[Text — start]
NCATSTranslator / Feedback

A repo for tracking gaps in Translator data and finding ways to fill them.
7 stars 0 forks source link

Biolink prefix confusion, inconsistencies: how do we represent specific kinds of variants, and which identifier namespaces are preferred. #54

Closed karafecho closed 7 months ago

karafecho commented 1 year ago

The QotM raised a number of issues related to Biolink prefixes, several of which may be worth further investigation.

Variant IDs (and any cross-mapping)

It looks like both are listed as valid prefixes in Biolink, but only CLINVAR is in the context.jsonld, so we probably need to remove ClinVarVariant? Probably a good biolink issue.

Biolink considers rs ids a poor match for variants - they are really more of a locus id - though everybody uses them like this.

Keep "CA" b/c then the url resolves correctly. FWIW, the CAID is really meant to function like a node normalizer for variants, providing all the other names for that entity (in this case including variations across different versioning of the underlying sequences).

For small deletions CAIDs should work; for bigger and for CNV IMO there is not a perfect approach.

Disease IDs:

Looks like it should be ORPHANET, but I am confused as well about why we have both in different places.

Chemicals:

gglusman commented 1 year ago

"Biolink considers rs ids a poor match for variants - they are really more of a locus id" I'm not sure I understand the issue here. A variant refers to variation at a locus, and rsids are excellent for identifying variants. Is there a mixup with allele - the specific version observed for that variant?

sierra-moxon commented 1 year ago

@gglusman - the plan is to do a re-work of allele/variant in biolink in 2023 for sure. rs ids are a good identifier for polymorphisms for sure.

karafecho commented 1 year ago

Also see:

https://github.com/biolink/biolink-model/issues/1119 https://github.com/biolink/biolink-model/issues/1121 (https://github.com/biolink/biolink%20model/issues/1122

sstemann commented 7 months ago

@sierra-moxon can you review this ticket? i'm not sure if it's still open?

sierra-moxon commented 7 months ago

@karafecho - I reviewed all the related Biolink tickets tagged here and I believe I've answered all the questions with what Biolink (and bioregistry by extension) thinks the prefixes for these IDs should be. I do not have a way to validate that all the KPs are using the correct prefixes in bulk, but I do believe the reasoner-validator will warn of incorrect prefix use.

Can we close this ticket?

karafecho commented 7 months ago

Wow! Thanks, Sierra. Yes, the Reasoner Validator should catch incorrect prefix use, so I'll go ahead and close this ticket.
[Text — finish]
#### Problem A
Copy out everything in the Biolink prefix thread from "NCATSTranslator / Feedback" down to "(and any cross-mapping)".
#### Problem B
In the Biolink prefix thread, why does karafecho agree to close the ticket? Answer in one to three sentences.
The rows that follow are not needed for anything here.
[Data — start]
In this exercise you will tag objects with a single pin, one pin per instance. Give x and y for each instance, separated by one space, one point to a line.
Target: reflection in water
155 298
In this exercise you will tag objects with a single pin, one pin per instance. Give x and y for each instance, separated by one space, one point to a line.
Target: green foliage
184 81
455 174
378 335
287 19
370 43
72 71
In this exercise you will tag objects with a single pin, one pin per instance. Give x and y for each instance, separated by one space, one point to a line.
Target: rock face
[Data — finish]
[Data — start]
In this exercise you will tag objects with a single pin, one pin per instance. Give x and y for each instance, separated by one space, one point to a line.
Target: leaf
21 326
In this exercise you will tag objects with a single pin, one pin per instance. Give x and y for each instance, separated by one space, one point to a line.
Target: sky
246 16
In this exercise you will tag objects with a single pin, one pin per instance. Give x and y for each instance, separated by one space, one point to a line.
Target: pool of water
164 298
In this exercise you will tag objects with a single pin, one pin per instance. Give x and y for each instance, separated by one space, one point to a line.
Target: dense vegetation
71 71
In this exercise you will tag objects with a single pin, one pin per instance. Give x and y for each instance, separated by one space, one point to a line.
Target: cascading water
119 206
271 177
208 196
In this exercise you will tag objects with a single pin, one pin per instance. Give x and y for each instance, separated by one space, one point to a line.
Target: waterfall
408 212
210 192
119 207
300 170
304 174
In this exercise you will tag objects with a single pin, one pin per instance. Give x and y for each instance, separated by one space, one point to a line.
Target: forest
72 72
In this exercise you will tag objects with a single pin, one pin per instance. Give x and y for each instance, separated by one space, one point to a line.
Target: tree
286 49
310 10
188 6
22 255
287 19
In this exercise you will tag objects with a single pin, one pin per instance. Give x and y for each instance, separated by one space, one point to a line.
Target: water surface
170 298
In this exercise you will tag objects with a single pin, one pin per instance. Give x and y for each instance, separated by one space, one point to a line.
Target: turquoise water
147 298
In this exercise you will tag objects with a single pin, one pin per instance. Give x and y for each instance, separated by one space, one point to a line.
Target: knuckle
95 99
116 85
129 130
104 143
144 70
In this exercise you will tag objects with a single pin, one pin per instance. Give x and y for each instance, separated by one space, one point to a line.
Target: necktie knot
[Data — finish]
#### Your response A
NCATSTranslator / Feedback

A repo for tracking gaps in Translator data and finding ways to fill them.
7 stars 0 forks source link

Biolink prefix confusion, inconsistencies: how do we represent specific kinds of variants, and which identifier namespaces are preferred. #54

Closed karafecho closed 7 months ago

karafecho commented 1 year ago

The QotM raised a number of issues related to Biolink prefixes, several of which may be worth further investigation.

Variant IDs (and any cross-mapping)

#### Your response B
sierra-moxon had reviewed all the related Biolink tickets and answered the questions about which prefixes these IDs should use. sierra-moxon could not validate in bulk that all the KPs use the correct prefixes. Karafecho agrees to close it because the Reasoner Validator should catch incorrect prefix use.